TASK TO CARRY OUT: Keep the pictures out, please, and set down every record exactly.

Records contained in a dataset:
※

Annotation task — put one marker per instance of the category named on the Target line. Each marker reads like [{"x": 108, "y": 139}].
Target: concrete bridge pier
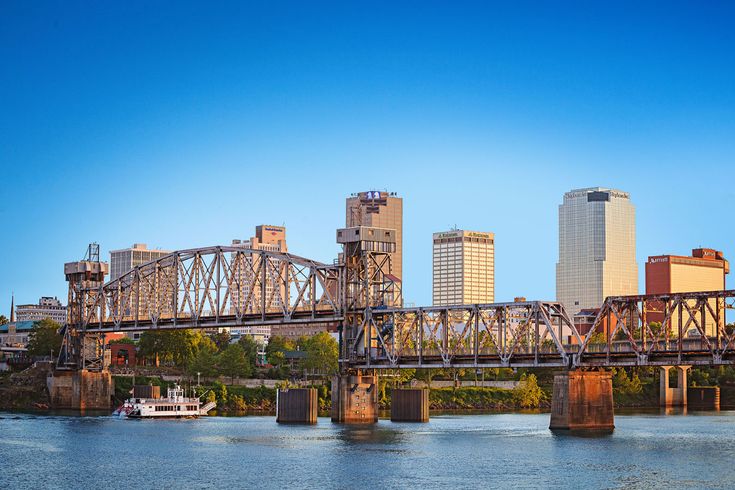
[
  {"x": 297, "y": 406},
  {"x": 583, "y": 401},
  {"x": 409, "y": 405},
  {"x": 355, "y": 399},
  {"x": 677, "y": 396},
  {"x": 81, "y": 390}
]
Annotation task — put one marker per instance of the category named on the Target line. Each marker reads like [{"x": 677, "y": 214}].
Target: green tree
[
  {"x": 528, "y": 394},
  {"x": 203, "y": 362},
  {"x": 232, "y": 362},
  {"x": 274, "y": 351},
  {"x": 250, "y": 347},
  {"x": 124, "y": 340},
  {"x": 322, "y": 353},
  {"x": 44, "y": 338}
]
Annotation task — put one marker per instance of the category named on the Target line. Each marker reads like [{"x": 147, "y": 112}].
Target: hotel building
[
  {"x": 463, "y": 267},
  {"x": 705, "y": 270},
  {"x": 126, "y": 259},
  {"x": 47, "y": 307},
  {"x": 270, "y": 238},
  {"x": 596, "y": 248}
]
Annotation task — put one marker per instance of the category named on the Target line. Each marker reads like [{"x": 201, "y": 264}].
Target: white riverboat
[{"x": 174, "y": 405}]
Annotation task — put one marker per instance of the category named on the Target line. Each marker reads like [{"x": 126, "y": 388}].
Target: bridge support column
[
  {"x": 409, "y": 405},
  {"x": 704, "y": 397},
  {"x": 582, "y": 400},
  {"x": 355, "y": 399},
  {"x": 81, "y": 390},
  {"x": 297, "y": 406},
  {"x": 673, "y": 397}
]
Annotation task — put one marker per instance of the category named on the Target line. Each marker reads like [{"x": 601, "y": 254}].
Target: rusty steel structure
[{"x": 541, "y": 334}]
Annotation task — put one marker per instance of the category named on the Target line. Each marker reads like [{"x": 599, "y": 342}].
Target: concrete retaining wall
[{"x": 297, "y": 406}]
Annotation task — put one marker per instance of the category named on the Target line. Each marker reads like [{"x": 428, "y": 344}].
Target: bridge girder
[{"x": 214, "y": 286}]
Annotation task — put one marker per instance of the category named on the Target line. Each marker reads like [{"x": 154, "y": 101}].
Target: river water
[{"x": 452, "y": 451}]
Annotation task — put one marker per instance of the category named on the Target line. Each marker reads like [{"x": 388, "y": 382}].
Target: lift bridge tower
[{"x": 81, "y": 379}]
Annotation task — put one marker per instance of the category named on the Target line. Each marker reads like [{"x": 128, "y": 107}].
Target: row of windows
[{"x": 174, "y": 408}]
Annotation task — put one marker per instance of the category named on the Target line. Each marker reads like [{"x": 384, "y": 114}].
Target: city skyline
[
  {"x": 191, "y": 139},
  {"x": 552, "y": 297}
]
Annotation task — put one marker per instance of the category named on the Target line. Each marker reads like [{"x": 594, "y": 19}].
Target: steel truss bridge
[{"x": 236, "y": 287}]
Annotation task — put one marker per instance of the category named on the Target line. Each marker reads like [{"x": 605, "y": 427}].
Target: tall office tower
[
  {"x": 272, "y": 239},
  {"x": 705, "y": 270},
  {"x": 47, "y": 307},
  {"x": 126, "y": 259},
  {"x": 596, "y": 248},
  {"x": 379, "y": 210},
  {"x": 464, "y": 267}
]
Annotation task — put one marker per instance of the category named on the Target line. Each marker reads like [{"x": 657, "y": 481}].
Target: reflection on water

※

OUTPUT:
Annotation task — put one marker per instance of the category named on the Target line. Each marker reads like [{"x": 108, "y": 139}].
Target: concrete bridge pier
[
  {"x": 297, "y": 406},
  {"x": 583, "y": 401},
  {"x": 409, "y": 405},
  {"x": 355, "y": 399},
  {"x": 677, "y": 396},
  {"x": 81, "y": 390}
]
Annotation task — put one marker per instance of the category named on the Target line. Each marker reads like [{"x": 677, "y": 214}].
Target: green tree
[
  {"x": 528, "y": 394},
  {"x": 203, "y": 362},
  {"x": 232, "y": 362},
  {"x": 274, "y": 351},
  {"x": 250, "y": 347},
  {"x": 124, "y": 340},
  {"x": 322, "y": 353},
  {"x": 44, "y": 338}
]
Annotation task — put one marker per instance of the category named on the Target line. Each marker reads like [{"x": 147, "y": 112}].
Target: hotel building
[
  {"x": 463, "y": 267},
  {"x": 705, "y": 270},
  {"x": 126, "y": 259},
  {"x": 47, "y": 307},
  {"x": 270, "y": 238},
  {"x": 596, "y": 248}
]
Annotation task — put one marker per instance of the category named on the Target line. Each marker reads like [{"x": 201, "y": 264}].
Target: white riverboat
[{"x": 174, "y": 405}]
Annotation task — put one marker per instance of the category named on the Target line. Each marker reads like [{"x": 126, "y": 388}].
Target: bridge support column
[
  {"x": 409, "y": 405},
  {"x": 704, "y": 397},
  {"x": 582, "y": 400},
  {"x": 355, "y": 399},
  {"x": 81, "y": 390},
  {"x": 297, "y": 406},
  {"x": 673, "y": 397}
]
Annotation task — put one marker per instance of the category named on the Target line. Each marker reads like [{"x": 601, "y": 254}].
Target: rusty steel structure
[{"x": 541, "y": 334}]
Annotation task — put one marker per instance of the category named on the Target line. Each marker reads like [{"x": 599, "y": 342}].
Target: concrete retaining wall
[{"x": 297, "y": 406}]
Annotation task — put one marker per instance of the category named on the Target line. Each marker reads like [{"x": 428, "y": 344}].
Target: bridge girder
[{"x": 214, "y": 286}]
Annotation task — put one marker per instance of the category named on the Target line. Each marker reads like [{"x": 154, "y": 101}].
Target: river water
[{"x": 452, "y": 451}]
Annotation task — put one marker per instance of the category named on the Target line. Each marker reads like [{"x": 388, "y": 382}].
Target: lift bridge tower
[{"x": 81, "y": 379}]
Annotation task — put one marker per instance of the category named on the Target line. Each marker reads like [{"x": 128, "y": 107}].
Target: row of windows
[{"x": 174, "y": 408}]
Annotation task — put one marker per instance of the category named on the Target line. Each marker reads like [{"x": 384, "y": 114}].
Target: city skyline
[
  {"x": 191, "y": 139},
  {"x": 552, "y": 297}
]
Annotation task — put one marker per instance of the category named on the Target line. Each marker reads like [{"x": 594, "y": 19}].
Target: steel truss bridge
[{"x": 236, "y": 287}]
Annotation task — put one marker per instance of the category named on the Target line. Each marker reads like [{"x": 605, "y": 427}].
Target: tall office tower
[
  {"x": 272, "y": 239},
  {"x": 705, "y": 270},
  {"x": 47, "y": 307},
  {"x": 126, "y": 259},
  {"x": 596, "y": 248},
  {"x": 379, "y": 210},
  {"x": 464, "y": 267}
]
Annotation task — put one marker per instance of the category named on the Target line. Each marker reads like [{"x": 657, "y": 481}].
Target: reflection on water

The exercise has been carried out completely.